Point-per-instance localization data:
=======
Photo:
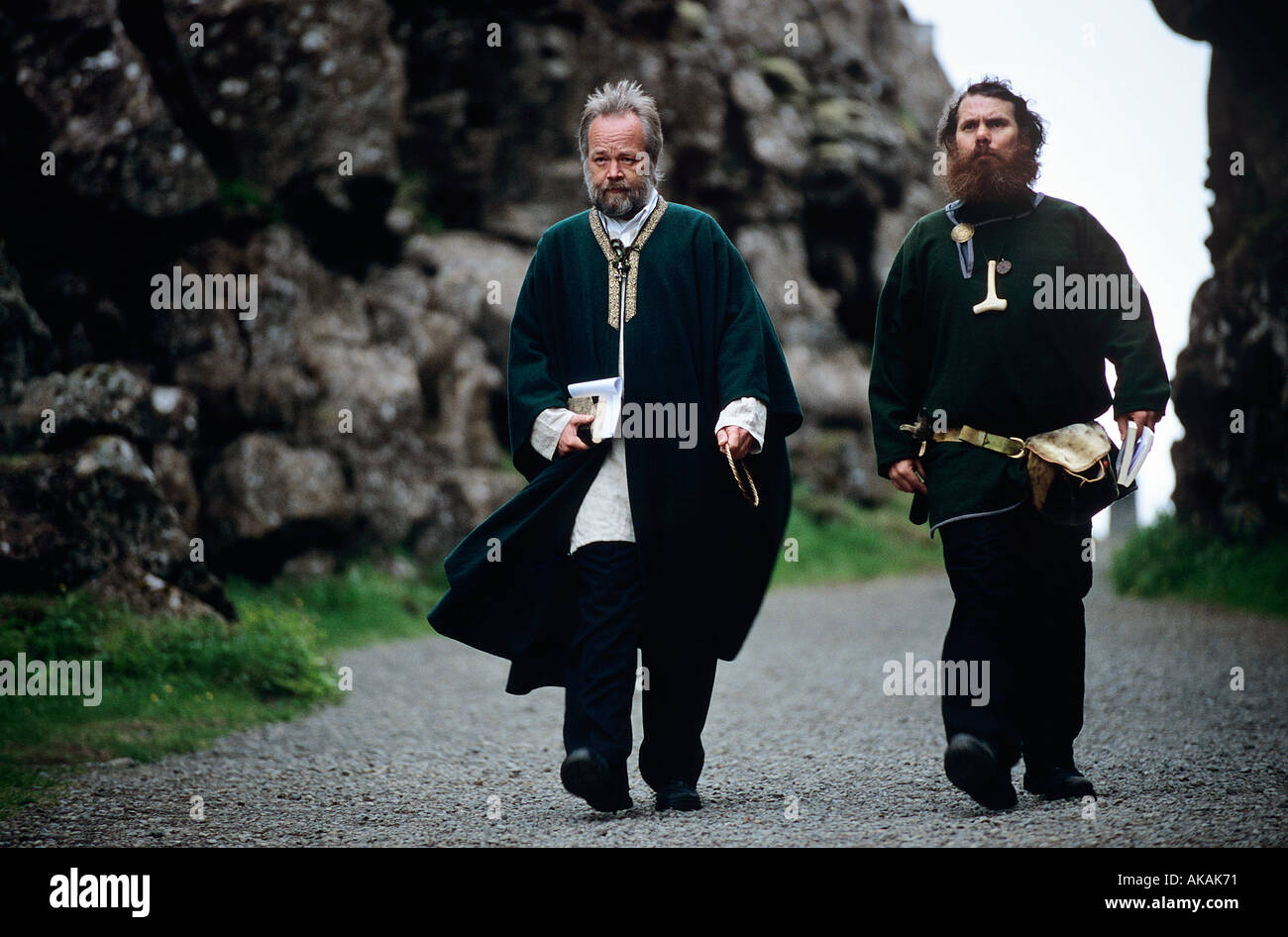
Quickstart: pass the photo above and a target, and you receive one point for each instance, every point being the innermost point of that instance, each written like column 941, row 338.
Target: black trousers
column 601, row 676
column 1019, row 582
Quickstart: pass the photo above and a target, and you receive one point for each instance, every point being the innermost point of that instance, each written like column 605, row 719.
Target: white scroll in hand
column 608, row 404
column 1132, row 456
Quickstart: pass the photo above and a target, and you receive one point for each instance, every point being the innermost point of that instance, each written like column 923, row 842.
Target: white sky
column 1126, row 104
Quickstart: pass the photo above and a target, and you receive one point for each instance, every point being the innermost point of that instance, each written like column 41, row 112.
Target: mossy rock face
column 838, row 119
column 784, row 76
column 694, row 14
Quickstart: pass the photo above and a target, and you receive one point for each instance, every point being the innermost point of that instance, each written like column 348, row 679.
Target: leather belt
column 1012, row 447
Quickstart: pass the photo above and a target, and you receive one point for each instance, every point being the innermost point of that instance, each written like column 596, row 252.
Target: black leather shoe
column 587, row 775
column 1057, row 782
column 678, row 795
column 973, row 766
=======
> [PROBLEM REQUIREMENTS] Drop every picture and repeat the rest of the entries exactly.

> [RESPONSE]
Photo:
Quickstart: pass the photo above and a target, and you receive one point for each instance, every point being the innermost point of that instance, each written like column 941, row 338.
Target: black trousers
column 601, row 676
column 1019, row 582
Quickstart: pass the photo above and a target, and you receive one point for each instance, every point being the innermost point of that instance, each written like column 605, row 719.
Target: white scroll in hand
column 608, row 404
column 1132, row 456
Quickstart: pass the photo above and a target, and you receive one point for each instance, every point being the innermost point of that instance, each written like column 923, row 842.
Target: white sky
column 1126, row 104
Quickstart: pass the photo above and a target, and you receive one point for each instance, every point being the innermost point of that instance, each written like column 41, row 112.
Target: mossy rock face
column 838, row 119
column 784, row 76
column 694, row 14
Quickstart: pass the photo above and a target, and you receive one point for each instance, every point being the innermost point of that instance, each written like column 348, row 679.
Target: leather belt
column 1012, row 447
Quickstart: pass the photo above and a target, and you receive one point for each instance, every point being the innermost point of that instance, each written like column 596, row 252.
Target: black leather shoe
column 587, row 775
column 1057, row 782
column 678, row 795
column 973, row 766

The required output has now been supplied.